PASSAGE:
-- START --

This article examines how Eavan Boland subverts idealized images of women in male dominant tradition and voices women’s histories through her poems. Poetic tradition in Ireland has confined women in virtual images of myth, which means male violence over female autonomy. Women remain lodged within the national psyche which privileges myth over history and symbolized images over realized citizens. Boland disrupts the deep-rooted symbolic injustice against women and undermines the limited and glorified existence in myth. Then her poems reveals women’s lived traces in women’s own voices. In this way, Boland constructs women’s identity and recovers the vocation of the poet-as-spokesman.Within the continuum of Irish literary history, women were represented as the enigmatic image of irresistibility and powerlessness. Women were disposed from socio-political histories and constructed into ephemeral images. Boland criticizes contorted figuring of women under male cast of myth. And she breathes her human heat into the mythic and disembodied image of women. By animating the symbolic stone statuary of the conventional female, her poems call for dynamic and realized life of women. Engaging with myth and subverting it, Boland ultimately reworks history. She seeks to restore women into historical vision and to reintroduce the previously silenced voices of women. Women are refigured not as ornaments but as particularized individuals experiencing realized desires and struggles. Furthermore, she focuses on the relations of women from past to present. She is absorbed into re-creation of history upon the flux of women’s experiences. In this manner, Boland inserts women into the predominantly male cast of recorded history and myth. She is a female poet for women who struggles with the preexisting literary tradition.

-- END --

INFORMATION PROVIDED:

-- START --

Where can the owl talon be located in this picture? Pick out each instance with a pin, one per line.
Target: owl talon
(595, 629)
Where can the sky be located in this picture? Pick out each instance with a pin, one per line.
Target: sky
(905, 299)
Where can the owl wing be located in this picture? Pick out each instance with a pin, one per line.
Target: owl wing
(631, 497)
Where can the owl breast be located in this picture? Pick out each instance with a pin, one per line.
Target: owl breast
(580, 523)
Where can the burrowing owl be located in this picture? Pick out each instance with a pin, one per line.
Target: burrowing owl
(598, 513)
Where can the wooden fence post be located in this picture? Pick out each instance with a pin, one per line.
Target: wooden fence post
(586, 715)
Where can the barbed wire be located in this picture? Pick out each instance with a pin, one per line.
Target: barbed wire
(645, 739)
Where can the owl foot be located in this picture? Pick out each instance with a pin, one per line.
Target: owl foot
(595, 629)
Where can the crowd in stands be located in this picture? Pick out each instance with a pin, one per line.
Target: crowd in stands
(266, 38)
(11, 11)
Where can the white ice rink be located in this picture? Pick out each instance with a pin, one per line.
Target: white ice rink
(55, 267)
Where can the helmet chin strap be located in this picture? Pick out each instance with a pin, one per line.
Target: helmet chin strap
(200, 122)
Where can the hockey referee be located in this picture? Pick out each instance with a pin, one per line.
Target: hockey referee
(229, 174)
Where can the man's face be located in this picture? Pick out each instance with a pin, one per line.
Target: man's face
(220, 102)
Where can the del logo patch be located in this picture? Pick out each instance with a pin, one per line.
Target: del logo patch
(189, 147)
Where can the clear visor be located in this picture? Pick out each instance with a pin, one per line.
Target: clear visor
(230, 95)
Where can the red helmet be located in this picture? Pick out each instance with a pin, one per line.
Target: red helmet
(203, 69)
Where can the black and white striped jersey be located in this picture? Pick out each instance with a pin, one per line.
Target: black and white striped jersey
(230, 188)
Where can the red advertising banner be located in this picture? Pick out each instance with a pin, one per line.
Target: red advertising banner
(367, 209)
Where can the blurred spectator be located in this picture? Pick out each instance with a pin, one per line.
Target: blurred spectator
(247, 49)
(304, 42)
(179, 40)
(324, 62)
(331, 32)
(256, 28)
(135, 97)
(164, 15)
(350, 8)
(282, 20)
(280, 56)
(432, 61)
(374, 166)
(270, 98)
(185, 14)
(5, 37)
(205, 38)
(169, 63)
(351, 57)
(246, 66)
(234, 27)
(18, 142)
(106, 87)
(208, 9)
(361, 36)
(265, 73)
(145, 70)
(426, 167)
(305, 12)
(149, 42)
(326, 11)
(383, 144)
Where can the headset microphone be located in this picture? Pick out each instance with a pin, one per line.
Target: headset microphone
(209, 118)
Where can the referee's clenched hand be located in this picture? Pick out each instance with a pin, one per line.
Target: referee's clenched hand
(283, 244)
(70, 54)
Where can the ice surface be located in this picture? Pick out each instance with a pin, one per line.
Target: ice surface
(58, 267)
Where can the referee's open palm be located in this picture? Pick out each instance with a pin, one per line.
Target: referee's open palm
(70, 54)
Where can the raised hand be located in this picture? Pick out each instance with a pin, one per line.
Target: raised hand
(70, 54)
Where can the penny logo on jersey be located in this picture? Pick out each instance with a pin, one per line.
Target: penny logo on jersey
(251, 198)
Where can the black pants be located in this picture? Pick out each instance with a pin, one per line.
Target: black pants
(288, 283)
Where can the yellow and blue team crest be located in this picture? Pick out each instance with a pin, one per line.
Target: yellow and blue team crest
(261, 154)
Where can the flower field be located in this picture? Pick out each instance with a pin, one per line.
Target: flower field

-- END --

TASK LIST:
1/ Please answer these questions using the Eavan Boland abstract above:
(a) What does the national psyche privilege over history and over realized citizens?
(b) Within the continuum of Irish literary history, how were women represented?
(c) If not as ornaments, how does Boland refigure women?
2/ Using the Eavan Boland abstract, explain how Boland constructs women's identity and recovers the vocation of the poet-as-spokesman.

OUTPUTS IN ORDER:
1/
(a) It privileges myth over history and symbolized images over realized citizens.
(b) Women were represented as the enigmatic image of irresistibility and powerlessness.
(c) She refigures them as particularized individuals experiencing realized desires and struggles.

2/ She first disrupts the deep-rooted symbolic injustice against women and undermines their limited, glorified existence in myth. Her poems then reveal women's lived traces in women's own voices, and this is how she constructs women's identity and recovers the vocation of the poet-as-spokesman.